*PROBLEM TO SOLVE*
Find every line in the records below that contains the word "woman", and copy each such line.

*GIVEN DATA*
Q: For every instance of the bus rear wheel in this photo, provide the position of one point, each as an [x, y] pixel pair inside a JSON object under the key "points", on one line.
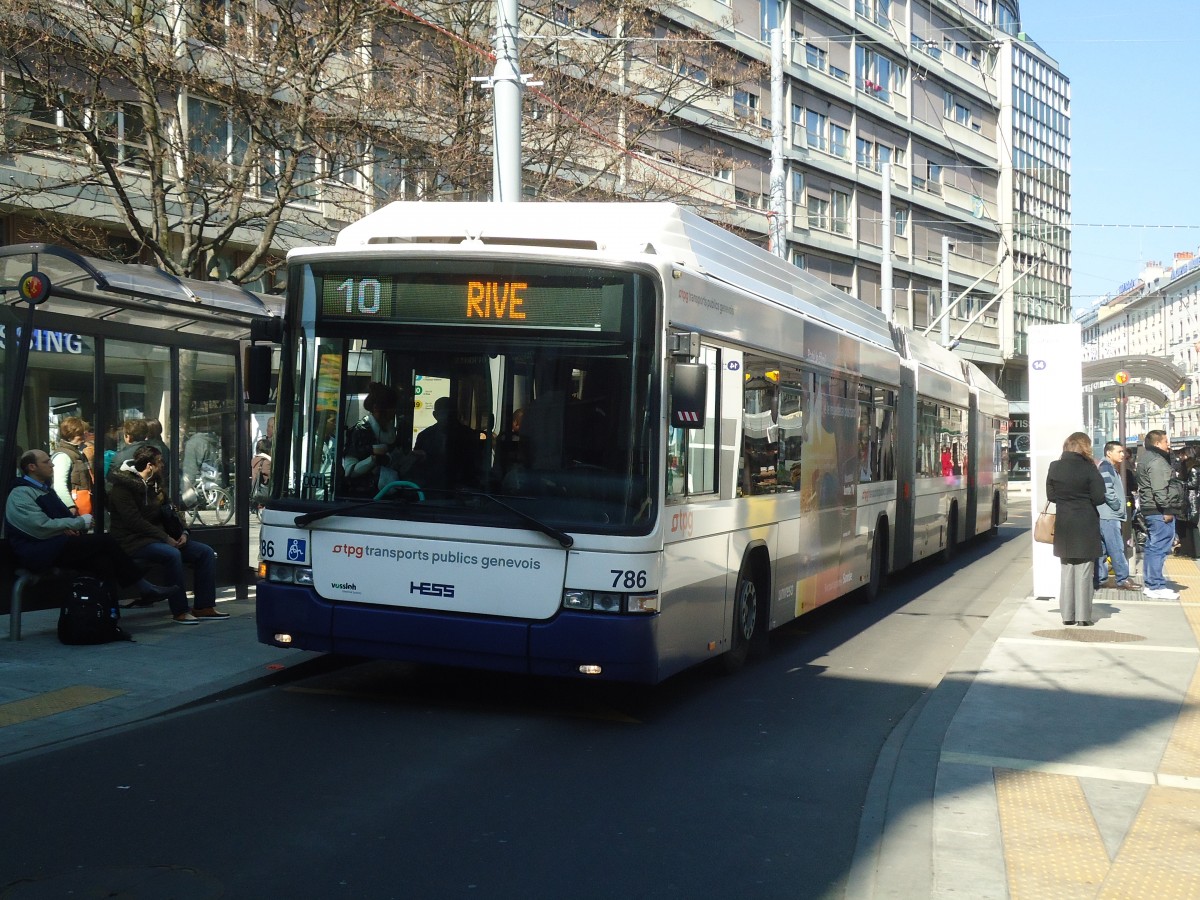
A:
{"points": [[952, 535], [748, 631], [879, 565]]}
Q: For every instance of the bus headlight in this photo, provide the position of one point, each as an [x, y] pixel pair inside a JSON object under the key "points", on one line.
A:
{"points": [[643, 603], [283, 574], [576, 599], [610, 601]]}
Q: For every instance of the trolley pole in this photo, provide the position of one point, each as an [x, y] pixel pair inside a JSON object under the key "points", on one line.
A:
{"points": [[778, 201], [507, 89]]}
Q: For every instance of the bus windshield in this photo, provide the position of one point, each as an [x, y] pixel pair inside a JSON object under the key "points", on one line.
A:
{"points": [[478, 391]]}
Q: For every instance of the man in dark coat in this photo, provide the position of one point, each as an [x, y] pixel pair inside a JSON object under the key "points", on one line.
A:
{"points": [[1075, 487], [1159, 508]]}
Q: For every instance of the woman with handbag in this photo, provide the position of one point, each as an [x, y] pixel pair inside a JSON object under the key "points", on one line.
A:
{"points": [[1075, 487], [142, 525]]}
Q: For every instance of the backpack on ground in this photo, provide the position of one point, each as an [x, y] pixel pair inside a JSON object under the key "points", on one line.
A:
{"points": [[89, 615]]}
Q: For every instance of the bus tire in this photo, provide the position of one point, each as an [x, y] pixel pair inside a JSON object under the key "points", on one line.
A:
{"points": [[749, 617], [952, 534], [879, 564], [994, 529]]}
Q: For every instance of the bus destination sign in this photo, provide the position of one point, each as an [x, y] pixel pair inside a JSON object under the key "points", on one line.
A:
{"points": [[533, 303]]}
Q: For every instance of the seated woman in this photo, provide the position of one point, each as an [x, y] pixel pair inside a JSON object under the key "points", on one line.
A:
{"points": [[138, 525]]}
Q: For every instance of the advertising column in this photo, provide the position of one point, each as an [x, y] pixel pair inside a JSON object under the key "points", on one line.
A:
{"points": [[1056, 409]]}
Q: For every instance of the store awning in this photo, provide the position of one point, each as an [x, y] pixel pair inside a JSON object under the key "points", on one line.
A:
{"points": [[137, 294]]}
---
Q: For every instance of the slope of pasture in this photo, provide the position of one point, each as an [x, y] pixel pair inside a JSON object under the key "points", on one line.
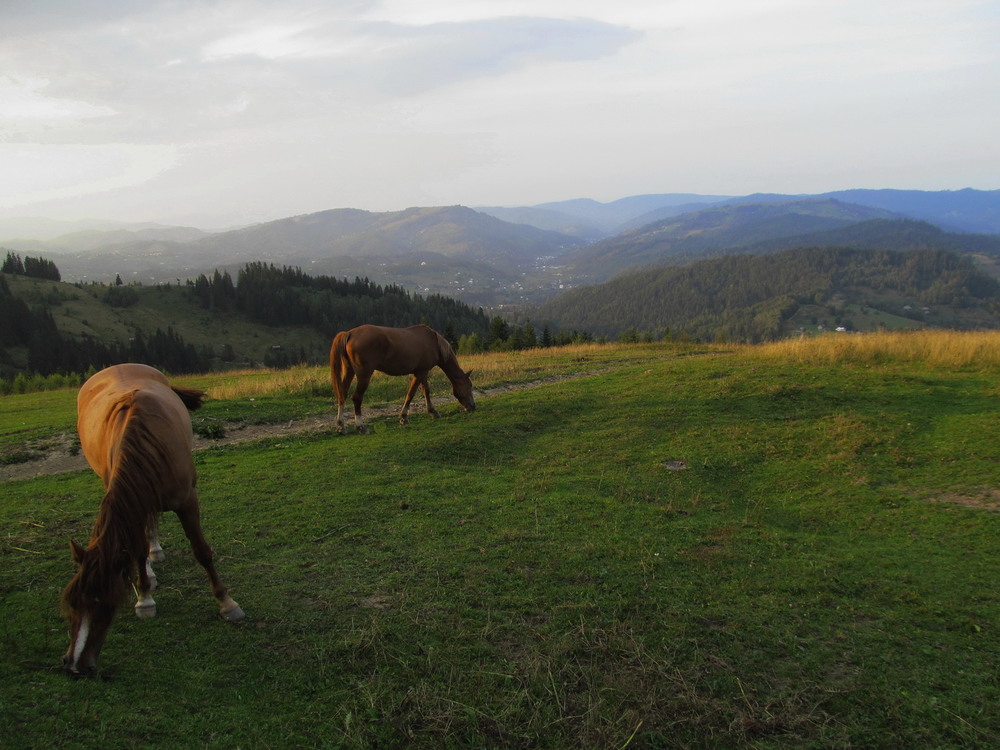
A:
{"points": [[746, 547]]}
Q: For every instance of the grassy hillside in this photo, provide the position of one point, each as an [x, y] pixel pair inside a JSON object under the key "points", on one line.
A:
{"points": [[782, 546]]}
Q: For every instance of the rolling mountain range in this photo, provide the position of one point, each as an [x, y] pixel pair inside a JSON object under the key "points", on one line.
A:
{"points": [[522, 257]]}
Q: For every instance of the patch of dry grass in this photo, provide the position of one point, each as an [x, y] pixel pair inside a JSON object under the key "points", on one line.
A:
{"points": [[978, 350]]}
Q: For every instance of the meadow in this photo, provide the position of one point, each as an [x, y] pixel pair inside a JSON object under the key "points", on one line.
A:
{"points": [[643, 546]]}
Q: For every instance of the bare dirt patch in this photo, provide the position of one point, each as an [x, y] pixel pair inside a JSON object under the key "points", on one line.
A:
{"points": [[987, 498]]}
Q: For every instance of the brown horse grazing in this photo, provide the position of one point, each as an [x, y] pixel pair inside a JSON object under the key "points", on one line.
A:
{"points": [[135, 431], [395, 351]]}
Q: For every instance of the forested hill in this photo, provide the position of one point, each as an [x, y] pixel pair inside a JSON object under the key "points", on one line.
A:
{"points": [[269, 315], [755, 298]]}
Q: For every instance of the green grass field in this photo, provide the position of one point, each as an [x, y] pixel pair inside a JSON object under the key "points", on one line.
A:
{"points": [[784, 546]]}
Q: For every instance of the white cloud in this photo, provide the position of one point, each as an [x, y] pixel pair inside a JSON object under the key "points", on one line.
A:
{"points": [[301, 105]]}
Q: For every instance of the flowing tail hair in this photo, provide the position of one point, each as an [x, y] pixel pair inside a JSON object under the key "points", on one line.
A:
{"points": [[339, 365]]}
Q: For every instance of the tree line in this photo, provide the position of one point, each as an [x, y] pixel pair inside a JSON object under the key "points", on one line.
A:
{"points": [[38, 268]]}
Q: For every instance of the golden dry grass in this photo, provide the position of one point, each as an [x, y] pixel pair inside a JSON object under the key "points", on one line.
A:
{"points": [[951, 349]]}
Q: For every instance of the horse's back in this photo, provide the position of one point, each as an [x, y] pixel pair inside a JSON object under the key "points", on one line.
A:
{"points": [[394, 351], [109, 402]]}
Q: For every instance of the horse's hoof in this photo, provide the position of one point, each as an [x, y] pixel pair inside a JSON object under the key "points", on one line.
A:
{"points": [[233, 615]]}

*ANSWER TO THIS TASK*
Q: For every instance of the woman with handbag in this photo, provide the position of one point, each as an [x, y] pixel pair inside a JSON object under the key "points", on one line.
Q: For every instance of the seated woman in this photo, provide the position of one point, each as an [x, y] pixel pair inside a JSON object under the key "points", on one line.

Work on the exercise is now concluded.